Problem details: Rename "hazy mountain ridge" to "distant mountain ridge" in the items from their start through the line containing "343 43 L 347", inclusive. Reproduce only those lines, with nothing else altered.

[Annotation dataset entries]
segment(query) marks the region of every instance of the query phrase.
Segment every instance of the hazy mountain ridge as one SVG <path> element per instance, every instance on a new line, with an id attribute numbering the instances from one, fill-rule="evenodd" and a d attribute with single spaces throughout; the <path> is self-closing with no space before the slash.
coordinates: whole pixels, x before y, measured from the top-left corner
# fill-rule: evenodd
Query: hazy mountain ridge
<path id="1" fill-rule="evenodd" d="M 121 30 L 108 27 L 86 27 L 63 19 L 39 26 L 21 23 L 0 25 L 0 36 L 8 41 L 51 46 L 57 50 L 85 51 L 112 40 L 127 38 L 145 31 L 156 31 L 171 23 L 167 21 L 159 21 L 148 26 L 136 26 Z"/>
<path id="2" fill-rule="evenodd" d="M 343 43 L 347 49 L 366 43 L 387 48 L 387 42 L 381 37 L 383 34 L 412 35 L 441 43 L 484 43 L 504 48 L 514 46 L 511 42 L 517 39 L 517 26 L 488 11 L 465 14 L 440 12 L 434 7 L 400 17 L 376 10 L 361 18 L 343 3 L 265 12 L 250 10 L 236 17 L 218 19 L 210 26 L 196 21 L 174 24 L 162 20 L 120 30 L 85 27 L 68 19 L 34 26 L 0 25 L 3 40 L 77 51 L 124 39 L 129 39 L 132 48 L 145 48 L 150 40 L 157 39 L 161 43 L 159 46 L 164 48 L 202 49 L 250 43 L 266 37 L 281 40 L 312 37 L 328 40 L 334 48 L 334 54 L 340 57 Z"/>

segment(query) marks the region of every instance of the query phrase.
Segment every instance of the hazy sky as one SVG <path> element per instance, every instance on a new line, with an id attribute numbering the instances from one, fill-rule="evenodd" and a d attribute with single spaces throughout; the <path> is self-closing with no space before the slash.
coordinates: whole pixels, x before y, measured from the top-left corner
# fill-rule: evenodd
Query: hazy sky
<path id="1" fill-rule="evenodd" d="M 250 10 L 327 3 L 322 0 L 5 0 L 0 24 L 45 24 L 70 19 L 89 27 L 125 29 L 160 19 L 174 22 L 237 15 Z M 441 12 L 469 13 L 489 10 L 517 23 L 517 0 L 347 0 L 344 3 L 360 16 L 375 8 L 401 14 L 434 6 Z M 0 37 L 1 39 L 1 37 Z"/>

Exercise result:
segment(query) marks the region of every instance of the query phrase.
Segment every instance of the distant mountain ridge as one SVG <path> element per instance, every instance on a new line, with an id attribute numbering the instances from one, fill-rule="evenodd" and a d attribute with single spaces throughout; the <path> is self-closing with no space before the slash.
coordinates: whole pixels, x before y, measured from the top-left corner
# fill-rule: evenodd
Query: distant mountain ridge
<path id="1" fill-rule="evenodd" d="M 121 30 L 108 27 L 86 27 L 63 19 L 39 26 L 21 23 L 0 25 L 0 36 L 8 41 L 51 46 L 57 50 L 85 51 L 112 40 L 127 38 L 145 31 L 156 31 L 171 23 L 167 21 L 159 21 L 148 26 L 136 26 Z"/>
<path id="2" fill-rule="evenodd" d="M 343 43 L 347 49 L 366 43 L 387 48 L 387 42 L 381 37 L 383 34 L 412 35 L 441 43 L 484 43 L 504 48 L 514 46 L 511 42 L 517 39 L 517 26 L 488 11 L 465 14 L 440 12 L 434 7 L 400 17 L 376 10 L 361 18 L 343 3 L 265 12 L 250 10 L 236 17 L 218 19 L 210 26 L 196 21 L 174 24 L 162 20 L 120 30 L 85 27 L 68 19 L 34 26 L 0 25 L 3 40 L 77 51 L 124 39 L 129 39 L 132 48 L 145 48 L 150 40 L 157 39 L 161 43 L 159 46 L 164 48 L 202 49 L 250 43 L 266 37 L 281 40 L 312 37 L 328 40 L 334 48 L 334 54 L 340 57 Z"/>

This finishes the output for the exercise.